--- REQUIRED ACTION ---
An exact reprint of the data below is required, line for line.

--- RECORDS SHOWN ---
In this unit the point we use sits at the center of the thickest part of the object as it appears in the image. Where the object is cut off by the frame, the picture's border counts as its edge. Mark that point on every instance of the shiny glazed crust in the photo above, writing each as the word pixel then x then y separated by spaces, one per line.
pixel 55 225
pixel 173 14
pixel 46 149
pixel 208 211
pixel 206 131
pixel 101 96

--- RESULT OF THE TASK ---
In this unit the point we use sits at the center of the thickest part of the object as it appears in the image. Where the object is cut off by the frame, the picture's border counts as its edge. Mark that point on every instance of the shiny glazed crust in the photo above, writing each as the word pixel then x then y separated by spaces, one per line.
pixel 55 225
pixel 173 14
pixel 46 149
pixel 208 211
pixel 206 131
pixel 101 96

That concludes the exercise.